» STORED RECORDS
===============

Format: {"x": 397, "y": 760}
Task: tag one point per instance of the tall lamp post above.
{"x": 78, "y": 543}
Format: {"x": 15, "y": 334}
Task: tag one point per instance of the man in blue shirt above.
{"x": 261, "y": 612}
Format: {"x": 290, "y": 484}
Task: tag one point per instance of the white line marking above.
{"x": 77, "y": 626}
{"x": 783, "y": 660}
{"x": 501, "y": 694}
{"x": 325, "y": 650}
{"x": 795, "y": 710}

===============

» DO THIS
Reproduce every one of the records above line for line, with no change to any character.

» ANSWER TO THIS PROBLEM
Format: {"x": 397, "y": 760}
Task: tag one point per instance of the tall lamp post above.
{"x": 78, "y": 543}
Format: {"x": 15, "y": 334}
Task: tag one point per instance of the man in blue shirt above.
{"x": 261, "y": 612}
Format: {"x": 290, "y": 484}
Task: tag one point per instance of the white line marking above.
{"x": 77, "y": 626}
{"x": 783, "y": 660}
{"x": 501, "y": 694}
{"x": 325, "y": 650}
{"x": 795, "y": 710}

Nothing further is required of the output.